### Your goal:
Repeat the lines beginning at the one with "For the evaluation set, spot each instance of the black running" and running to the end of the material, keeping the first and last of them, exactly as they appear.
--- Provided material ---
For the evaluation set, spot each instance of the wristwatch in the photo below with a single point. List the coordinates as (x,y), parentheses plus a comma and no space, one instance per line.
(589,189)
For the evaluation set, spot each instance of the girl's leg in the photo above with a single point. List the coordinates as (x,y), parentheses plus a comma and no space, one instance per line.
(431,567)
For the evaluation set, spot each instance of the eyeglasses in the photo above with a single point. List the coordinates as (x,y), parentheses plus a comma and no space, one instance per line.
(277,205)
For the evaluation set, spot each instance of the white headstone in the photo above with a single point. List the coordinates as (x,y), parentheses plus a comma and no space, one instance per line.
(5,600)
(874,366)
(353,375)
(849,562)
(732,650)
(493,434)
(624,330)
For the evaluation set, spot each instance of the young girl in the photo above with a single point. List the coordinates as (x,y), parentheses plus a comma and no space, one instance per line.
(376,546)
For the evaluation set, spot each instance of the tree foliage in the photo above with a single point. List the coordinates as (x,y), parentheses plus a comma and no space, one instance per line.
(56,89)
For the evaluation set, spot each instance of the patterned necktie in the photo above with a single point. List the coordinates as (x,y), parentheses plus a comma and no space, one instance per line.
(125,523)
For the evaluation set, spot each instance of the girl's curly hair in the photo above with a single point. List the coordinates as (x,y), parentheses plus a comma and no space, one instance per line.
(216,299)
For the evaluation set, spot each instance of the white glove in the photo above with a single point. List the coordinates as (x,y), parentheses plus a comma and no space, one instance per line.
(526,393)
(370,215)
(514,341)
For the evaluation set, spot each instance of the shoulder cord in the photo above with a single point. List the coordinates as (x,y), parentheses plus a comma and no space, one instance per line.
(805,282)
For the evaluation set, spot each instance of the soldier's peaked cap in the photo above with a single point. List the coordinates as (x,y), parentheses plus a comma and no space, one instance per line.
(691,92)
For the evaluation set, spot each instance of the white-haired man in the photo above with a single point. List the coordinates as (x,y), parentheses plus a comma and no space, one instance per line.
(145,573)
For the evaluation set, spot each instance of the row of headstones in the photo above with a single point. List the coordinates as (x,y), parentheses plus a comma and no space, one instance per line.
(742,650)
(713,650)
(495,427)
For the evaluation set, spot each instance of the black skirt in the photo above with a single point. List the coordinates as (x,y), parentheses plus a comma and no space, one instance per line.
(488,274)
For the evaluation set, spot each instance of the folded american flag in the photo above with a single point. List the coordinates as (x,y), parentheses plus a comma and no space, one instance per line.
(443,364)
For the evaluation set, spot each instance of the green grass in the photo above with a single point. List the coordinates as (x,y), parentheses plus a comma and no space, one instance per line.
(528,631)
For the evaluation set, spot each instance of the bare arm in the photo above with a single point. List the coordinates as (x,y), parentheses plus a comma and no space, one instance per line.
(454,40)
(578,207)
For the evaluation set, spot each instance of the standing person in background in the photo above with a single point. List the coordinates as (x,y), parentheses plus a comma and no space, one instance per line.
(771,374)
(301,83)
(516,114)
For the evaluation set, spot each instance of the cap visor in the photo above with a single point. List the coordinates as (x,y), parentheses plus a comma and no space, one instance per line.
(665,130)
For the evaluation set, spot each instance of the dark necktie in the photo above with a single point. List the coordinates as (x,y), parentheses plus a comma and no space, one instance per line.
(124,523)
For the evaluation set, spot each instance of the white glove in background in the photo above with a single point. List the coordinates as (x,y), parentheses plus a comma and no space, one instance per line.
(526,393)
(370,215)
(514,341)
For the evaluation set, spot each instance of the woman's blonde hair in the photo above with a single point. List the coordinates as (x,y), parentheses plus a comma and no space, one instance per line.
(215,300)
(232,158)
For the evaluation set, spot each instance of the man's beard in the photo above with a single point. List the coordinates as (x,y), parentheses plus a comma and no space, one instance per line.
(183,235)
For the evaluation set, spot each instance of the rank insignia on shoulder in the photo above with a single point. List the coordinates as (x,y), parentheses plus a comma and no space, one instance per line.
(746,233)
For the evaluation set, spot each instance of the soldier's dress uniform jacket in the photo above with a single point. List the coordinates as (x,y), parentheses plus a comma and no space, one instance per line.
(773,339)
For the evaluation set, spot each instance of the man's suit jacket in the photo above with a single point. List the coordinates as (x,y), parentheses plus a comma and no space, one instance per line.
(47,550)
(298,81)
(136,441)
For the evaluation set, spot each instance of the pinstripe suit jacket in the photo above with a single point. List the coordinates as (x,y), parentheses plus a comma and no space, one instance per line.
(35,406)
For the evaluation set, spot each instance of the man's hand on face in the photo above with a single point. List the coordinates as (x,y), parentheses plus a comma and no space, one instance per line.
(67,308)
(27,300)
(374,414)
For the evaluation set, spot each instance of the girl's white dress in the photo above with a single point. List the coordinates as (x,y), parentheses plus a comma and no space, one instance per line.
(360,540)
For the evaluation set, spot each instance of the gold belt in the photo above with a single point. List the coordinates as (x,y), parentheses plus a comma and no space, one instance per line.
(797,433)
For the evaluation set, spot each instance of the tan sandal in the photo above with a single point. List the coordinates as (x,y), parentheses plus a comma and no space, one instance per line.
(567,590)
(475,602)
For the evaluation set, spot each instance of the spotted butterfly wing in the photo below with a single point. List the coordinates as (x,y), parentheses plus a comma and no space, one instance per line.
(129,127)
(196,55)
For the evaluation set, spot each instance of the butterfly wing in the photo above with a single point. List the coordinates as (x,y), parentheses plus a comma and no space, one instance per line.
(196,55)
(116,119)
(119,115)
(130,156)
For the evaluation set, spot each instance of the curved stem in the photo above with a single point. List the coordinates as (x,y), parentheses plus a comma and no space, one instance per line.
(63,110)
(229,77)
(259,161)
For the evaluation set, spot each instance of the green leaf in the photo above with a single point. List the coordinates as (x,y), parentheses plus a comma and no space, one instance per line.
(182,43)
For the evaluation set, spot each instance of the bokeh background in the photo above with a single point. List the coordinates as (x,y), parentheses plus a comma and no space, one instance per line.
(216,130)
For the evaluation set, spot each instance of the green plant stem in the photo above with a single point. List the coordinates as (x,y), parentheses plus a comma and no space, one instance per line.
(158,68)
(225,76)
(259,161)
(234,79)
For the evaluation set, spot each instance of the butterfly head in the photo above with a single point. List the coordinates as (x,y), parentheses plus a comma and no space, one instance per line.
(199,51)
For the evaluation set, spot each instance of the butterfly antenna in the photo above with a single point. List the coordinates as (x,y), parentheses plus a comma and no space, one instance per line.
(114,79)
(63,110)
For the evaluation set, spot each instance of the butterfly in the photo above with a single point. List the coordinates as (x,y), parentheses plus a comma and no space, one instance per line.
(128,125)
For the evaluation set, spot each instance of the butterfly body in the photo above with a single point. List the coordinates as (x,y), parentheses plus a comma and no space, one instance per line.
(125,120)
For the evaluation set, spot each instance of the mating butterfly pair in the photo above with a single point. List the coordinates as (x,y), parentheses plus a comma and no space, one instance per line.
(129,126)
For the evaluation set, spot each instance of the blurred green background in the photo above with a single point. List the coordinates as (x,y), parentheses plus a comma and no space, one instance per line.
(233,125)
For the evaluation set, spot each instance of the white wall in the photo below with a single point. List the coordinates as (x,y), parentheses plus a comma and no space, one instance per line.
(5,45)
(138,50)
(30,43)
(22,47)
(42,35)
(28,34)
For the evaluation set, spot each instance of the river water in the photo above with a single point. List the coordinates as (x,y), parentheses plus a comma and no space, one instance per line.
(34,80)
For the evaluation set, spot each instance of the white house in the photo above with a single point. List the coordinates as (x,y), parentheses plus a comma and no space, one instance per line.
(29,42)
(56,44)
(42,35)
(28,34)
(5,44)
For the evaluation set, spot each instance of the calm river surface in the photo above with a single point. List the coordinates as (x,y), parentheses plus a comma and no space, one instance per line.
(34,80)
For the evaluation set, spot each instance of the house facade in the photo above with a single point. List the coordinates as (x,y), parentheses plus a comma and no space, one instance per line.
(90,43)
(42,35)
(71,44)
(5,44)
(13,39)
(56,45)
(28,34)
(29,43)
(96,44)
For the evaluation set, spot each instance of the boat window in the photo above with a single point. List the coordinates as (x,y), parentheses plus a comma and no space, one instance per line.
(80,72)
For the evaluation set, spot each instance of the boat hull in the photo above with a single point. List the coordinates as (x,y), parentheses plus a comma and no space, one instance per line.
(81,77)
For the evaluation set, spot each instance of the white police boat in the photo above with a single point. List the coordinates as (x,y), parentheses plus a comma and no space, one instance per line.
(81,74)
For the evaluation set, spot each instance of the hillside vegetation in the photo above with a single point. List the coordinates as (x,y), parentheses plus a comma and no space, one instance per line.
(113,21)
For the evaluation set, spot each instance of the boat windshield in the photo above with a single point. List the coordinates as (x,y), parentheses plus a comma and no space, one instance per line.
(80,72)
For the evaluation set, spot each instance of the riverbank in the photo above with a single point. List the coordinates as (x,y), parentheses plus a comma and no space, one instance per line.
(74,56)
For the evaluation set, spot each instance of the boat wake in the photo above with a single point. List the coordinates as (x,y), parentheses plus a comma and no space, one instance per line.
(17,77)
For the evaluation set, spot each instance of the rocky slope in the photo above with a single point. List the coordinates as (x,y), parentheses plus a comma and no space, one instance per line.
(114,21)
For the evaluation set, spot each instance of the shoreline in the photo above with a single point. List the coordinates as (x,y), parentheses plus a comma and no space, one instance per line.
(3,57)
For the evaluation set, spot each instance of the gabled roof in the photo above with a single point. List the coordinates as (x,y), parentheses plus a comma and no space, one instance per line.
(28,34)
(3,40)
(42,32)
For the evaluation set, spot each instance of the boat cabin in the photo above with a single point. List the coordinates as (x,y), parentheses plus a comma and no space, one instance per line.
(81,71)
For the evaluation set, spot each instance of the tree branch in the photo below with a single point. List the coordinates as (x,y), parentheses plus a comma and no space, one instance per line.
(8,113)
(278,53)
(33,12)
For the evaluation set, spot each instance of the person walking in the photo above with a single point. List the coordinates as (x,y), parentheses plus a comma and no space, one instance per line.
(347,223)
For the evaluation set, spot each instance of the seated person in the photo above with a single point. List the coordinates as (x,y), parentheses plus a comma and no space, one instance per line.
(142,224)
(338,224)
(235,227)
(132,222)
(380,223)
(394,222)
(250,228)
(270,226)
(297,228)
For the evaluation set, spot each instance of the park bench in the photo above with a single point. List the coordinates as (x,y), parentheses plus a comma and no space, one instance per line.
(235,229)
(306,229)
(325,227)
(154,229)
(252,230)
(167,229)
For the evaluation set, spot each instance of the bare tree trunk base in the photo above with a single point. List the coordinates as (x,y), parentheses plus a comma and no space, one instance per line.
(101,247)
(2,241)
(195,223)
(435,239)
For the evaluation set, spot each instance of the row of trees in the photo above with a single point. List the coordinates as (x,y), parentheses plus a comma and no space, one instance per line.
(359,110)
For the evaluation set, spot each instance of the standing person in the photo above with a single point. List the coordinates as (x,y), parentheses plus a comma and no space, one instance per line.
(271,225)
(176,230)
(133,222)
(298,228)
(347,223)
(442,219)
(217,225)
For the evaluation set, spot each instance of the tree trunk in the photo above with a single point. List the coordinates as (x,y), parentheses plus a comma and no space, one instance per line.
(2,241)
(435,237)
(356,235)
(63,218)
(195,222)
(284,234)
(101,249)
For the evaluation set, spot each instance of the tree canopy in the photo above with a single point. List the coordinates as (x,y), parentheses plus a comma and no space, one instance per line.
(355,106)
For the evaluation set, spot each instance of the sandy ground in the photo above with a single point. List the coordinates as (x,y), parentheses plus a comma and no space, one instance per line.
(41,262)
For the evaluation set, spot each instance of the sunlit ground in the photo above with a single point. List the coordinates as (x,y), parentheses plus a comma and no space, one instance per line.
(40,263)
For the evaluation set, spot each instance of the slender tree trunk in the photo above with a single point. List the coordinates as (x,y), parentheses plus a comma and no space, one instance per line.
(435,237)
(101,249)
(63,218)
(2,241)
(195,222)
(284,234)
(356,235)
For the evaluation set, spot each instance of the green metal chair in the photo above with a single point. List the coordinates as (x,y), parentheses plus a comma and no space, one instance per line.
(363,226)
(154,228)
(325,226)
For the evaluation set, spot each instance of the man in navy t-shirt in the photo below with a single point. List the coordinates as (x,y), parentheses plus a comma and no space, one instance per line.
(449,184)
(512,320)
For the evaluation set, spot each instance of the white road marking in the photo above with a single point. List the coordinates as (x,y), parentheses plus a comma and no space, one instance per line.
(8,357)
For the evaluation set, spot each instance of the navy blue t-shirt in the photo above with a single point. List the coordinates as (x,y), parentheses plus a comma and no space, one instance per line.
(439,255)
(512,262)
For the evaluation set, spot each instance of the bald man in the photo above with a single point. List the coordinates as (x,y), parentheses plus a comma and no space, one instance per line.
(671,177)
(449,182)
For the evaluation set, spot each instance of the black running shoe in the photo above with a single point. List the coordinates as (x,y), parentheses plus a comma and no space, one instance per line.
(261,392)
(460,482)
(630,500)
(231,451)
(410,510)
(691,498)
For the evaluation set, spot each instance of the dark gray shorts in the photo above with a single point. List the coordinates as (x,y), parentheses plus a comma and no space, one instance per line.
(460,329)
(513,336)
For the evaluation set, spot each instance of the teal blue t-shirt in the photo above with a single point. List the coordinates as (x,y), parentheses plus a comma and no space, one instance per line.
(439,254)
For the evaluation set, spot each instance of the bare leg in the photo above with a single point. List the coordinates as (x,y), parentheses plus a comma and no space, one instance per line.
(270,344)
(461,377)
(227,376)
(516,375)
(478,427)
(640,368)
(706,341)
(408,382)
---
### Correct output:
For the evaluation set, spot each instance of the black running shoe in the photo above with a single point. List the coordinates as (x,y), parentheses plus a comma and no space, one instance per line.
(261,392)
(460,482)
(630,500)
(231,451)
(410,510)
(691,498)
For the evaluation set, spot each instance of the dark gray shorts in the photo above with a single point. List the coordinates as (x,y), parentheses plus a comma and no space, one instance per line.
(460,329)
(513,336)
For the evaluation set, spot each instance of the teal blue t-shirt in the photo above with a single point. List the coordinates as (x,y), parentheses plus a comma and no space, one instance per line.
(439,254)
For the evaluation set, spot each instance of the bare leg in the photo above with a single point. List the coordinates as (x,y), parentheses plus a comma and no space, one instance per line.
(270,344)
(461,377)
(227,376)
(516,375)
(478,427)
(640,368)
(706,341)
(408,382)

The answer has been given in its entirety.